Task material
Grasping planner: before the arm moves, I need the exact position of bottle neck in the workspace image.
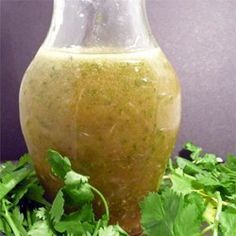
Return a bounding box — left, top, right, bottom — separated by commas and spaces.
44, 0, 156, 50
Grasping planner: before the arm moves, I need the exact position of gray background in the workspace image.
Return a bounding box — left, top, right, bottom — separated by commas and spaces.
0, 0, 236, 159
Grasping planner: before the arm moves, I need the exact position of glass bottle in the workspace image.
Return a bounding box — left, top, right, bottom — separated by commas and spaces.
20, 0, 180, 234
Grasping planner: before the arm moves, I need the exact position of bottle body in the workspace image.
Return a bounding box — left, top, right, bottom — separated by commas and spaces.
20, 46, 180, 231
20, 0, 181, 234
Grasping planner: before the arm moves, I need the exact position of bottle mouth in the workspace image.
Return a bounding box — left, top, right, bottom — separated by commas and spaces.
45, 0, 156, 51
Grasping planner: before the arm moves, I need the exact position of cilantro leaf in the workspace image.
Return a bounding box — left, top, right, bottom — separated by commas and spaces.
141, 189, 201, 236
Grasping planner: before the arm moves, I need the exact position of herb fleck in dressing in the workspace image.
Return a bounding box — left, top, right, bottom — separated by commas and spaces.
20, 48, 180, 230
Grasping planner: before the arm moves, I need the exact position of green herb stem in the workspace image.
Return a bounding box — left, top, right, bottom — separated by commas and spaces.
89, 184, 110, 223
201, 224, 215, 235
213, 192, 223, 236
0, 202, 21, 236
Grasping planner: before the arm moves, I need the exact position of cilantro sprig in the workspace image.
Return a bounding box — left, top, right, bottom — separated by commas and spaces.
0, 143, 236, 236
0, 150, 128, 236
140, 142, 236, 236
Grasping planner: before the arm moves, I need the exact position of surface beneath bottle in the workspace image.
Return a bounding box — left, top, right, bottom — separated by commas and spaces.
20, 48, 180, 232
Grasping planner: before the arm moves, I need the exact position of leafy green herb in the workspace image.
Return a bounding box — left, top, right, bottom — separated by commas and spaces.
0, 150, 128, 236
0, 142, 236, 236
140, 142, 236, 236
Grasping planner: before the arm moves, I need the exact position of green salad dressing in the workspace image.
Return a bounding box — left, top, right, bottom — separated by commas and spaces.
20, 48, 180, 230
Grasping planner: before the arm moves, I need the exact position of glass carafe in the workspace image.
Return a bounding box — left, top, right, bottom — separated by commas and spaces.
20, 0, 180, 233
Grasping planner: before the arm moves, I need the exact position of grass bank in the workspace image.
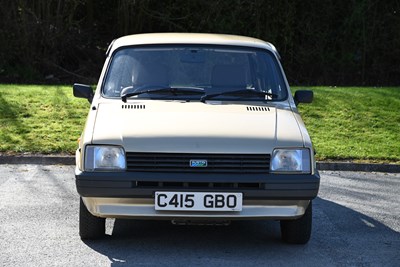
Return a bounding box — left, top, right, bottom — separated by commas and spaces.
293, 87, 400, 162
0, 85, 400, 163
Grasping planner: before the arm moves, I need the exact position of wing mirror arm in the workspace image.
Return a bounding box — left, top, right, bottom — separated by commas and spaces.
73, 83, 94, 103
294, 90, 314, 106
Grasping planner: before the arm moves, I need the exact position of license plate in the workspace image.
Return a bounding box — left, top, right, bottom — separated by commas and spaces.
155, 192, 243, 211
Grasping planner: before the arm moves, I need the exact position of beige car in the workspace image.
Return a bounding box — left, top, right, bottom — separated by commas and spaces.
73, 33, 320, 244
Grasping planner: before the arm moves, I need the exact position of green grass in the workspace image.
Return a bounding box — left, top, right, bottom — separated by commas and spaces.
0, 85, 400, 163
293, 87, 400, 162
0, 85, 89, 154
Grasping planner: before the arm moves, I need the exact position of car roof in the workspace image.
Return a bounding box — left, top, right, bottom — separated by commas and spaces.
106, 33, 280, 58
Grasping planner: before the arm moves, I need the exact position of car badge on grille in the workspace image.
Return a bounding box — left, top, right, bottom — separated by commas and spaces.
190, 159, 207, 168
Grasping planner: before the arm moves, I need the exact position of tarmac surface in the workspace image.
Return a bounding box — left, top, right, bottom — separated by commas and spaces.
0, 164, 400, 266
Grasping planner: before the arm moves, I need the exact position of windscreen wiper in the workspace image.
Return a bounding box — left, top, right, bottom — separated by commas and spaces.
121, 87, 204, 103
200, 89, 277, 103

...

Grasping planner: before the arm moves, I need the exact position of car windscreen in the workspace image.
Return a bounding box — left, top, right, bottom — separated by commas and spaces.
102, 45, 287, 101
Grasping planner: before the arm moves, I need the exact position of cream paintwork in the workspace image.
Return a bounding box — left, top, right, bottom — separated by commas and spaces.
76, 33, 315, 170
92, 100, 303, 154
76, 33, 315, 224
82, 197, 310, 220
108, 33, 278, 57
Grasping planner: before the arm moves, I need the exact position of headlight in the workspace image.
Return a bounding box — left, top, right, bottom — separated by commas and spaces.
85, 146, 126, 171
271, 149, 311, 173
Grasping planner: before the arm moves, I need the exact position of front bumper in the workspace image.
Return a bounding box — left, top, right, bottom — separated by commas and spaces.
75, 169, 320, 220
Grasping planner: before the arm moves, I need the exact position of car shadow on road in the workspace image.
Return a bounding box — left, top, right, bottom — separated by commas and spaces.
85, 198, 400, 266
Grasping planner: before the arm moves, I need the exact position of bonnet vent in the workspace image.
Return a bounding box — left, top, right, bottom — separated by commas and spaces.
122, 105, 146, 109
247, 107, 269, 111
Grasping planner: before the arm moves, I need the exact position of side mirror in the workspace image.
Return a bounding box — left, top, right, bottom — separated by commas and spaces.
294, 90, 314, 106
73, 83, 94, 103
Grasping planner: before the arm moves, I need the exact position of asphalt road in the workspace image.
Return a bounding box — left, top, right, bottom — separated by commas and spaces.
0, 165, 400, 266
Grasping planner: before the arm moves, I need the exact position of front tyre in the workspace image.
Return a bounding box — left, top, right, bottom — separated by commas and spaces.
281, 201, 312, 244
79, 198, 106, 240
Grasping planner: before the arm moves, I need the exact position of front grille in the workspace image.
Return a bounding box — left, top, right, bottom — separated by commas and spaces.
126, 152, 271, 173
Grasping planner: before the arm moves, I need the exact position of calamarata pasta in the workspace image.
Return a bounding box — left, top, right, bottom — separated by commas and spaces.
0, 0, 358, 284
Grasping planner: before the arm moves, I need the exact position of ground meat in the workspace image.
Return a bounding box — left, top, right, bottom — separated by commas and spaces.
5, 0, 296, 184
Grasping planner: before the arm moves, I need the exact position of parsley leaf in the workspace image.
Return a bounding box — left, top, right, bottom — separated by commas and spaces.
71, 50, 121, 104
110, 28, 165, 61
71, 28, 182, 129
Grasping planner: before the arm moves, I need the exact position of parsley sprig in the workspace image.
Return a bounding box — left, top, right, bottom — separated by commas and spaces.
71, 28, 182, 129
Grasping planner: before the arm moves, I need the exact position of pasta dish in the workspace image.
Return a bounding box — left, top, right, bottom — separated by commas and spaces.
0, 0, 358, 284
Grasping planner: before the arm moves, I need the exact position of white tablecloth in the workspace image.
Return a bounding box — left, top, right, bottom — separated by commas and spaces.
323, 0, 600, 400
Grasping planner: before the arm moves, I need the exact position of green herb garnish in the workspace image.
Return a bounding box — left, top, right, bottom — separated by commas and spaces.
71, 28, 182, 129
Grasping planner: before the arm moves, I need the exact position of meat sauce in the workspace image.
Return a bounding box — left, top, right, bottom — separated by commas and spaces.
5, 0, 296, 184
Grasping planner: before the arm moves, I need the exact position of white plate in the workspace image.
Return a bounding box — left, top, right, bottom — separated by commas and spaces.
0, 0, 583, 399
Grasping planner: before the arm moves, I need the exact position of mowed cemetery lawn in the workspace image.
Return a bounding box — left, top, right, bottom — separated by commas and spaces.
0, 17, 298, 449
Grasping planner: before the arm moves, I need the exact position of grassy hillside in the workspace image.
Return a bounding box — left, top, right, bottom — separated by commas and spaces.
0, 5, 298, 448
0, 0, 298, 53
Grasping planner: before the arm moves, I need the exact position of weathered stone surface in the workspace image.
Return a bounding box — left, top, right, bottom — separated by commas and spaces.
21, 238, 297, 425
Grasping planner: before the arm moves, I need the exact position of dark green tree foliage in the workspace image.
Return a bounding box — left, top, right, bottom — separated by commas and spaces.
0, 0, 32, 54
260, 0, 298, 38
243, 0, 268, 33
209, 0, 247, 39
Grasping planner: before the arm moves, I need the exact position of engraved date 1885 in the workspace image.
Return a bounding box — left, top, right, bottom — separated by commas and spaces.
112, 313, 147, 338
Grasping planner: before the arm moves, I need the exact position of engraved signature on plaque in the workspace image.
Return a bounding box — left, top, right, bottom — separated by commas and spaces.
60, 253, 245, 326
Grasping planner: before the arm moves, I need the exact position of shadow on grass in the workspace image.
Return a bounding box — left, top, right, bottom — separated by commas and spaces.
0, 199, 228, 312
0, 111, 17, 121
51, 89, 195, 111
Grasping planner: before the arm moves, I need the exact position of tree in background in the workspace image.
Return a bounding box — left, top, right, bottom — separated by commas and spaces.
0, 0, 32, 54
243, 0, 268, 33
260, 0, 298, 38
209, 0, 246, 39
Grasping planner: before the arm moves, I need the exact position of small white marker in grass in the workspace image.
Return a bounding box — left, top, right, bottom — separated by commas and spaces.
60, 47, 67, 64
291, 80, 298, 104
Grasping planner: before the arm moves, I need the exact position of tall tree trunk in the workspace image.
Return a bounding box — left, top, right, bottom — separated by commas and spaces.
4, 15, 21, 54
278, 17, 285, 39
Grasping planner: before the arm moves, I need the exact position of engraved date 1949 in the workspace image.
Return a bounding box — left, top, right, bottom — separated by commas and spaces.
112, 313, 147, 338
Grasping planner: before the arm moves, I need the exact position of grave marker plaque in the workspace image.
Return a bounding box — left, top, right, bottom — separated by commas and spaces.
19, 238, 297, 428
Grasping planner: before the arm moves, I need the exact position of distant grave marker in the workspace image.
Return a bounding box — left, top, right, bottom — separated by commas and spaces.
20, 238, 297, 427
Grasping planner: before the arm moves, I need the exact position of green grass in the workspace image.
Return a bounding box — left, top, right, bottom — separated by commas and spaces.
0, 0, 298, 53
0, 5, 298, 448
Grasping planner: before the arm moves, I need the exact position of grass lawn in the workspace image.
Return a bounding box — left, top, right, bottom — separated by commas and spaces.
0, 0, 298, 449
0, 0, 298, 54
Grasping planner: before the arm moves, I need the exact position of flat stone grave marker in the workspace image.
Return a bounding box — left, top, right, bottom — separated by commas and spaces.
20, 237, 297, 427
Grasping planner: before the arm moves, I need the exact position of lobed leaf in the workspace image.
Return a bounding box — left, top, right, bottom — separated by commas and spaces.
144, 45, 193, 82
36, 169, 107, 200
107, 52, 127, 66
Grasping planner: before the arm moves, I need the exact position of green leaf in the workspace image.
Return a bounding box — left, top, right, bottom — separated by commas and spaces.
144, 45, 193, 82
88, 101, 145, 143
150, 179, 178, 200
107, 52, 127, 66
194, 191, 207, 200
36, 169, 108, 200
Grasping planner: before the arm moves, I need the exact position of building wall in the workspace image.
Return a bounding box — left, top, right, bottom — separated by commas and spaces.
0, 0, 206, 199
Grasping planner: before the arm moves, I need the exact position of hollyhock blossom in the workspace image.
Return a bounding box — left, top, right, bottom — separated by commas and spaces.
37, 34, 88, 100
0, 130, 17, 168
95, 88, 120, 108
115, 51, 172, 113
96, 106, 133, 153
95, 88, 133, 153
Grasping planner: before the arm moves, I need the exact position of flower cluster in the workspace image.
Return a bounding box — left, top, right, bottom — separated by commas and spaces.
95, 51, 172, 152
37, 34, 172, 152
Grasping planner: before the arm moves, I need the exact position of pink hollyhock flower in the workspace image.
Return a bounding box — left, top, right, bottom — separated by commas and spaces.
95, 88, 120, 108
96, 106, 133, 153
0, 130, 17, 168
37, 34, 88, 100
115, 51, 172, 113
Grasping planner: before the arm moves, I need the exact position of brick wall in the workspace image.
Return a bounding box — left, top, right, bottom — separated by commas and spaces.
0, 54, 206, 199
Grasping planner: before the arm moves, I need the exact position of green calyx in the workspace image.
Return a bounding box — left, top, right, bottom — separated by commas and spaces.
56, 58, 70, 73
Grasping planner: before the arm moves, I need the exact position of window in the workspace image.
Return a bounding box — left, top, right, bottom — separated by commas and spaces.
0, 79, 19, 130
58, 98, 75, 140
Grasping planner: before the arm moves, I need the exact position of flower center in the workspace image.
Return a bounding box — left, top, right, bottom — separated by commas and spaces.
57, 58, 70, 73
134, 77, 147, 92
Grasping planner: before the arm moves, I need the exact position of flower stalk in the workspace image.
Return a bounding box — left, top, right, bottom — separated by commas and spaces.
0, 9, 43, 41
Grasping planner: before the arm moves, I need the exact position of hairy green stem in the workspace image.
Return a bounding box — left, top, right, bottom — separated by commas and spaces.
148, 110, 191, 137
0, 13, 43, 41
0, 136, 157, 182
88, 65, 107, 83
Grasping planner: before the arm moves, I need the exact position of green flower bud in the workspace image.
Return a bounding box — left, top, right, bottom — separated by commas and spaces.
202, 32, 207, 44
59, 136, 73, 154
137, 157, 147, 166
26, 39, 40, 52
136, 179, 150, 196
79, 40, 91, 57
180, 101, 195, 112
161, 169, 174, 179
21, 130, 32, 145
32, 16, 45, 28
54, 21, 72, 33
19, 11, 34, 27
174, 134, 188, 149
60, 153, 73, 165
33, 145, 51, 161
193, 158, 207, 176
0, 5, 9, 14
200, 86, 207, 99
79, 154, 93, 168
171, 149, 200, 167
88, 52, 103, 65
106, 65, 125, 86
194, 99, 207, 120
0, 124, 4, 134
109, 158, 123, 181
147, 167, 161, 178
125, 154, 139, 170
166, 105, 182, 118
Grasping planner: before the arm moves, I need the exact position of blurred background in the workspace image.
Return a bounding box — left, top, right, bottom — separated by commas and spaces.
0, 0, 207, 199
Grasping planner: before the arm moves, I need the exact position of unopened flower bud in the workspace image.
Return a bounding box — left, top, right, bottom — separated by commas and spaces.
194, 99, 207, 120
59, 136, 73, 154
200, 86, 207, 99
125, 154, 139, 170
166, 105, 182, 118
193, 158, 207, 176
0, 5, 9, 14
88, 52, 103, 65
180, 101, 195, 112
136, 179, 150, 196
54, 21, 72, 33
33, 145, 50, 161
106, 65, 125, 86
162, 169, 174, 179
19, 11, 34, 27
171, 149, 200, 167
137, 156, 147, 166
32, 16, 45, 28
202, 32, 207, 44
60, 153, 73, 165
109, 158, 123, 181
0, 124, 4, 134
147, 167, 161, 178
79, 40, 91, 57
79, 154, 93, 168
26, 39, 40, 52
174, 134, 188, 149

Set problem
Render the rows from the line with "neck in the workspace image." through the line with "20, 0, 180, 234" as a two-column CSV headed instruction and box. Give one line per row, with its text and its answer each in a single quoted field, line breaks turned into spaces, and the pictures left out.

Expected answer
instruction,box
"Grasping planner: before the arm moves, I need the exact position of bottle neck in the workspace image. Return a bounding box — left, top, right, bottom — separated by commas and spaces.","44, 0, 156, 50"
"Grasping planner: before the arm moves, I need the exact position of gray background in the workspace image. Return a bounding box — left, top, right, bottom — separated by commas and spaces.","0, 0, 236, 159"
"Grasping planner: before the arm moves, I need the exact position of glass bottle in the workspace image. Return a bounding box — left, top, right, bottom — separated by commas and spaces.","20, 0, 180, 234"